**Work to complete:** What's wanted is the full listing, reproduced exactly.

**Task input:**

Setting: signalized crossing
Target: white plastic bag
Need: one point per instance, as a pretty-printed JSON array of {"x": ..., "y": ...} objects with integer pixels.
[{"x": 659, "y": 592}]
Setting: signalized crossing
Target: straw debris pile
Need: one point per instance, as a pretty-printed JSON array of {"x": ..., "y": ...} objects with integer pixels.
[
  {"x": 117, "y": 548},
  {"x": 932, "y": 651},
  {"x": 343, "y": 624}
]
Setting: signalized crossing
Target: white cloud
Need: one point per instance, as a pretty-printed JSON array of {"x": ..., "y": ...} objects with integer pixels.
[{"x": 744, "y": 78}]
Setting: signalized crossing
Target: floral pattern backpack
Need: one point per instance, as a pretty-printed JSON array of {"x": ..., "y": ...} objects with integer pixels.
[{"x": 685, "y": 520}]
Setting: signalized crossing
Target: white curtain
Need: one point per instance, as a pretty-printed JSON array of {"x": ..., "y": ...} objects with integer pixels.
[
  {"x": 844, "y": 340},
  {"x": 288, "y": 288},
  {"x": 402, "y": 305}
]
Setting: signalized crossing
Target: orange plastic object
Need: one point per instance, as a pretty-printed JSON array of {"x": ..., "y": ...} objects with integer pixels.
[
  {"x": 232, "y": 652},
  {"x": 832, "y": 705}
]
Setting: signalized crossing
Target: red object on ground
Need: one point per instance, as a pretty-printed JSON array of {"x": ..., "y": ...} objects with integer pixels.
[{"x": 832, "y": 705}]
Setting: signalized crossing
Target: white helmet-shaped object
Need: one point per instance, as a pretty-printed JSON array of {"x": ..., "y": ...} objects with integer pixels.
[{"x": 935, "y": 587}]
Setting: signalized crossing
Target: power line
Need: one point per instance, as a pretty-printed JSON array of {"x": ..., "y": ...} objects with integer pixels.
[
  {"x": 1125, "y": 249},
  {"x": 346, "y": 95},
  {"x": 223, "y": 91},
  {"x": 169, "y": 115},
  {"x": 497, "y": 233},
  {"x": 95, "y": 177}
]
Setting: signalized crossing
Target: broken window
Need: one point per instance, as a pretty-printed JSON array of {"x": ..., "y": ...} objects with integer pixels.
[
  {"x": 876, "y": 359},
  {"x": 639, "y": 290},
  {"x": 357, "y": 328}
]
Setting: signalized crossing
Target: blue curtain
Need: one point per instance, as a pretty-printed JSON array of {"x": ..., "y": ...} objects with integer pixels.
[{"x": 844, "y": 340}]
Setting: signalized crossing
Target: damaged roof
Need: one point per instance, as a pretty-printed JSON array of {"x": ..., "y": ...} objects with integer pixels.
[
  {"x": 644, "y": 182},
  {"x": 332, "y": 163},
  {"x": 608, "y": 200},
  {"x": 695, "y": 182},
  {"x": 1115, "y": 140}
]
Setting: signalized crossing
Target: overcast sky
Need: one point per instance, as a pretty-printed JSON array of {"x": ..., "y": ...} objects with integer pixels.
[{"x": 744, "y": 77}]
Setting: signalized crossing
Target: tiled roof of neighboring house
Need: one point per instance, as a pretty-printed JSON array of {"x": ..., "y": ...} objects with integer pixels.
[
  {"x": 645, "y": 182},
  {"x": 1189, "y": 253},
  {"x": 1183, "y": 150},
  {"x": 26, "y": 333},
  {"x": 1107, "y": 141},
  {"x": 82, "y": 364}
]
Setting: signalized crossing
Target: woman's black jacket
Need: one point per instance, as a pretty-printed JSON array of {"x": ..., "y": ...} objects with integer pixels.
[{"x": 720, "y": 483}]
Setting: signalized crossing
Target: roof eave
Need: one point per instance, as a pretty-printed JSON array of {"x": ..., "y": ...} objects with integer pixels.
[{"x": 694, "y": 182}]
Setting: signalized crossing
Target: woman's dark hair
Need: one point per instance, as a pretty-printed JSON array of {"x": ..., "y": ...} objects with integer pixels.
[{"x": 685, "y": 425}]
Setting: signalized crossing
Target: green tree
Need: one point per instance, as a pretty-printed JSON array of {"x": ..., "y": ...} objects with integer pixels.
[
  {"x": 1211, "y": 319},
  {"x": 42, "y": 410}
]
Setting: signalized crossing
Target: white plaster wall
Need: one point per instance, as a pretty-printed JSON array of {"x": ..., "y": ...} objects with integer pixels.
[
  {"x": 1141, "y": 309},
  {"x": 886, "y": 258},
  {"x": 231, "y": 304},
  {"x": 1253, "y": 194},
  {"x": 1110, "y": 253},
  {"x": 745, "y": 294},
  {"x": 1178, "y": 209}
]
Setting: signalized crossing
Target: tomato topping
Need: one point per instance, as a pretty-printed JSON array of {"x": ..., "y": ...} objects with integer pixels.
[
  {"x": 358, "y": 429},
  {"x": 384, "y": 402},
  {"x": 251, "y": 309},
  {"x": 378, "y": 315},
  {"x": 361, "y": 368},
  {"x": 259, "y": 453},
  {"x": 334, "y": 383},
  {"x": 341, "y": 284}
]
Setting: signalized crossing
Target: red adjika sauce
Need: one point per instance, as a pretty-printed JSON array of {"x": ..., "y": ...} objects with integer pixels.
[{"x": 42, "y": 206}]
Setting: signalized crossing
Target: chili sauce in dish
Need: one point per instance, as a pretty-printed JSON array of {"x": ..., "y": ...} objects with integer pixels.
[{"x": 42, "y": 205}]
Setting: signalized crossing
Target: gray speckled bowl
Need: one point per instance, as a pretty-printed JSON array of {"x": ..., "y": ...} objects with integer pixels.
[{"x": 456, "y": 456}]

**Solution for this task:**
Setting: signalized crossing
Target: white plastic bag
Need: one point per instance, as a pretty-printed JSON array of {"x": ..., "y": ...} objects with integer pixels.
[{"x": 659, "y": 592}]
Setting: signalized crossing
Target: straw debris pile
Need: one point per instance, as a pretty-printed JSON array of {"x": ..., "y": ...} objects with integer pixels.
[
  {"x": 117, "y": 548},
  {"x": 932, "y": 651},
  {"x": 343, "y": 624}
]
Setting: signalized crossing
Target: white cloud
Need: one point per instance, as a pretty-printed JSON array of {"x": ..., "y": ...} objects with integer pixels.
[{"x": 744, "y": 78}]
Setting: signalized crossing
Target: floral pattern backpack
Need: one point per instance, as a pretty-printed JSON array of {"x": ..., "y": ...} objects with integer pixels.
[{"x": 685, "y": 520}]
Setting: signalized crossing
Target: white curtain
Need: one point per instance, as a pretty-printed JSON array of {"x": ..., "y": ...} objects with integer pixels.
[
  {"x": 844, "y": 340},
  {"x": 288, "y": 288},
  {"x": 402, "y": 305}
]
Setting: signalized crossing
Target: orange plastic object
Need: one point per instance, as a pretty-printed JSON array of {"x": ..., "y": ...} objects with integer pixels.
[
  {"x": 232, "y": 652},
  {"x": 832, "y": 705}
]
Setting: signalized crossing
Target: red object on ground
Need: one point per instance, as a pretty-printed JSON array of {"x": ..., "y": ...} objects with integer pixels.
[{"x": 832, "y": 705}]
Setting: signalized crossing
Target: white helmet-shaped object
Need: one point per instance, as a pretty-printed JSON array of {"x": ..., "y": ...} objects with integer pixels.
[{"x": 935, "y": 587}]
Setting: signalized crossing
Target: power line
Need: one point per instance, as a pretty-printed JSON array of {"x": ..., "y": ...} objects with integer pixels.
[
  {"x": 1125, "y": 249},
  {"x": 346, "y": 95},
  {"x": 223, "y": 91},
  {"x": 169, "y": 115},
  {"x": 497, "y": 233},
  {"x": 95, "y": 177}
]
Setting: signalized crossing
Target: broken window
Need: one point per instance, as a pretty-printed JSON array of {"x": ..., "y": ...} objects with integer pixels.
[
  {"x": 876, "y": 359},
  {"x": 639, "y": 290},
  {"x": 357, "y": 328}
]
Setting: signalized crossing
Target: blue curtain
Need: one point per instance, as a pretty-printed JSON array of {"x": ..., "y": ...} objects with integer pixels.
[{"x": 844, "y": 340}]
Setting: signalized crossing
Target: damaged roof
Need: one point per instance, as a pretty-printed JSON array of {"x": ..., "y": ...} objects with integer pixels.
[
  {"x": 644, "y": 182},
  {"x": 332, "y": 163},
  {"x": 608, "y": 200},
  {"x": 695, "y": 182},
  {"x": 1115, "y": 140}
]
Setting: signalized crossing
Target: overcast sky
Need: one point per instance, as a pretty-printed JSON array of {"x": ..., "y": ...} objects with integer pixels.
[{"x": 744, "y": 77}]
Setting: signalized crossing
Target: tiled roof of neighboring house
Need: one point per instance, as a pretty-printed JSON array of {"x": ..., "y": ...} objects with integer pixels.
[
  {"x": 645, "y": 182},
  {"x": 1189, "y": 253},
  {"x": 1183, "y": 150},
  {"x": 26, "y": 333},
  {"x": 1107, "y": 141},
  {"x": 82, "y": 364}
]
Setting: signalized crossing
Target: woman's black jacket
Need: one point per instance, as a pretty-printed JSON array of {"x": ..., "y": ...} objects with integer pixels.
[{"x": 720, "y": 483}]
Setting: signalized crossing
Target: roof eave
Need: one point per instance, as a pretty-printed JSON array of {"x": ..., "y": ...} objects with integer pixels.
[{"x": 694, "y": 182}]
Setting: signalized crossing
Target: woman's dark hair
Need: one point per instance, as a pretty-printed JSON array of {"x": ..., "y": ...} objects with integer pixels.
[{"x": 685, "y": 425}]
Setting: signalized crossing
Target: green tree
Need: one point per instance, as a pretty-printed JSON array of {"x": ..., "y": ...} objects with integer pixels.
[
  {"x": 1211, "y": 319},
  {"x": 42, "y": 410}
]
Setting: signalized crossing
Target: white plaster wall
Need: one point per instance, as a pretty-printed JSON array of {"x": ..., "y": ...} objects with integer pixels.
[
  {"x": 1141, "y": 309},
  {"x": 886, "y": 258},
  {"x": 231, "y": 304},
  {"x": 1253, "y": 194},
  {"x": 1110, "y": 253},
  {"x": 745, "y": 294},
  {"x": 1178, "y": 209}
]
Setting: signalized crossing
Target: tomato topping
Need: one point per instance, as a pretty-printed JSON array of {"x": ..., "y": ...} objects with integer pixels.
[
  {"x": 358, "y": 429},
  {"x": 384, "y": 402},
  {"x": 251, "y": 309},
  {"x": 378, "y": 315},
  {"x": 361, "y": 368},
  {"x": 259, "y": 453},
  {"x": 334, "y": 383},
  {"x": 341, "y": 284}
]
Setting: signalized crossing
Target: red adjika sauce
Need: one point per instance, as a pretty-printed JSON array of {"x": ..., "y": ...} objects with integer pixels.
[{"x": 42, "y": 206}]
Setting: signalized crossing
Target: chili sauce in dish
Need: one point per instance, as a pretty-printed JSON array of {"x": ..., "y": ...} objects with integer pixels.
[{"x": 42, "y": 205}]
Setting: signalized crossing
Target: gray speckled bowl
Need: one point per instance, as a pretty-printed JSON array of {"x": ..., "y": ...} objects with integer pixels.
[{"x": 456, "y": 456}]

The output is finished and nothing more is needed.